====== Отрывок текста

А пушкинская тревога за нашу топорную книжную речь — да о каком еще русском ладе, о каких московских просвирнях, когда русская литература на мировой высоте!
Пушкин содрогнулся б.
Какая беда с нами стряслась и как оболванило!
Петр для России Александр Двурогий — «разум сибирской а ус сосостерской» — затеял огрозить военною силой и индустриализировать Московское государство по-европейскому, залил на Москве Красную площадь стрелецкою кровью и по крови дубинкой забил глубоко в землю природный лад русской речи.
Осьмнадцатый век никакой памяти. У Тредьяковского еще какие-то, как из сна, обрывки, а у Ломоносова не ищите.
Третий век, из поколения в поколение — да мы и думаем-то не по-русски, ладя слова по грамматике Грота, и со знаками препинания.
Книга только с намеком на русский лад отзовется единым всеобщим: «не понимаю!» А переводчики отказываются.
Для понятливости Афанасьев поправлял «Русские народные сказки», Забелин исправил «Урядник» царя Алексея Михайловича, а Карамзин в своей «Наталье, боярской дочери», повести из XVII-го века, прямо говорит: «тогдашнего языка не могли бы мы теперь и понимать».
Попугаи хранители старинных диалектов. Правда, в Петергофе при императрице Анне Ивановне немало их напущено, по-русски «красные вороны». Но ведь это ж в Петергофе, а где еще слышно на русской земле «красная ворона»!
*
Стою, как в пустыне, и покликать не знай кого, на чужом не хочу, а своего нехватка.
Вдовые матушки, дьяконицы и причетницы, наши московские просвирни, хранительницы русского лада, все люди простые, и простой человек стесняется: «в речи неискусен». После Пушкина норовили по-«господски» выражаться, а после Хомякова по-«образованному».
Но кто это, и как возможно выкоренить душу народа — душа народа лад его речи? И пусть кровавая дубинка и века молчания, русскую душу под землю забей, сквозь землю, ан выйдет.
Русская словесная земля сберегла из веков русский лад. Беритесь за дьячьи и подьячьи грамоты, корпите над Писцовыми книгами, вникайте в документы Посольского Приказа и Судебные акты — живая речь обвиняемых и свидетелей.

============

- Задание -
Продублируйте без изменений часть отрывка о русской речи между словами «А пушкинская тревога» и «на мировой высоте!», включая их.

====== Исходные материалы

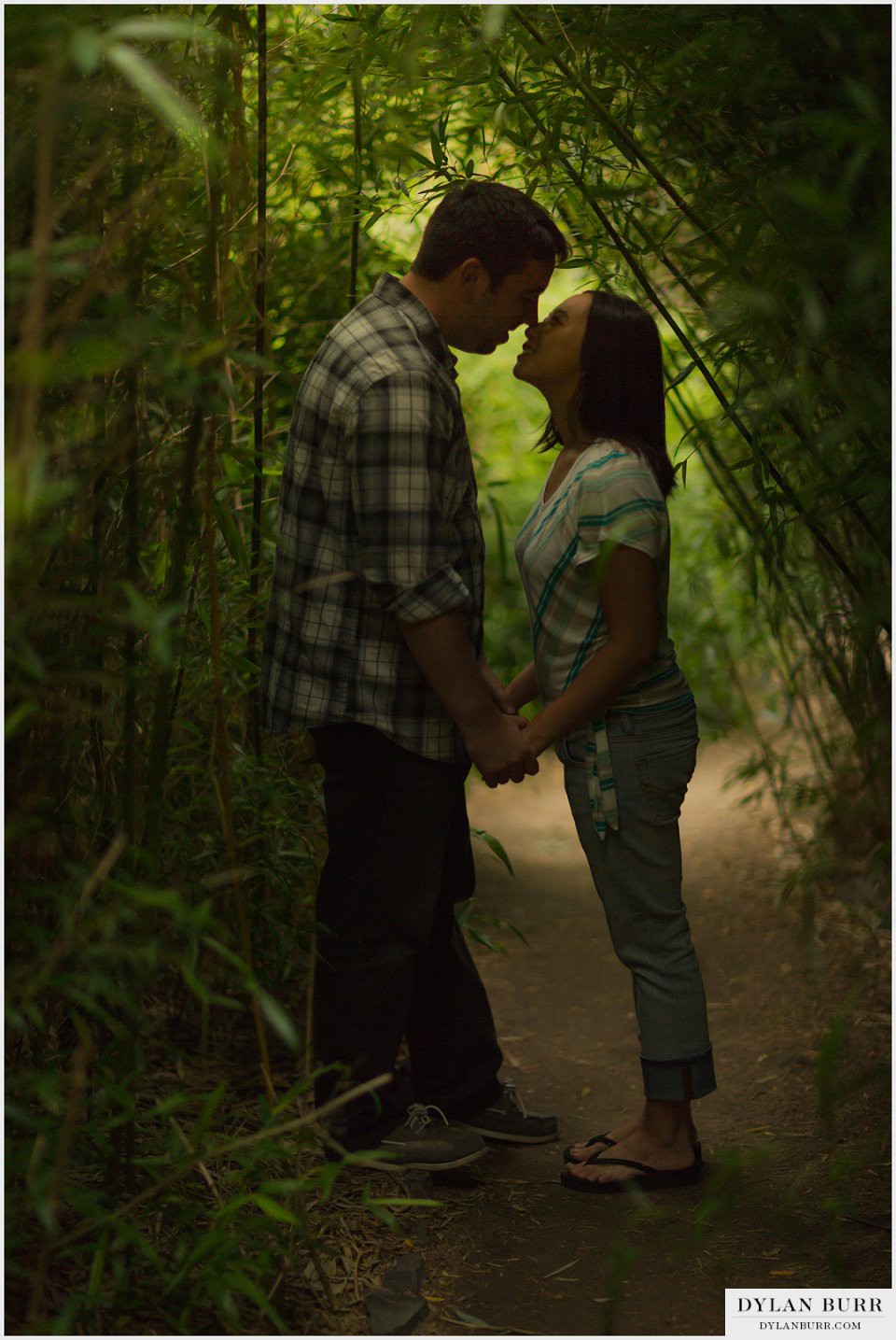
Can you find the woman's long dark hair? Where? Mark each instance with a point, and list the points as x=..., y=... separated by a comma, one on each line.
x=621, y=388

============

- Результат -
А пушкинская тревога за нашу топорную книжную речь — да о каком еще русском ладе, о каких московских просвирнях, когда русская литература на мировой высоте!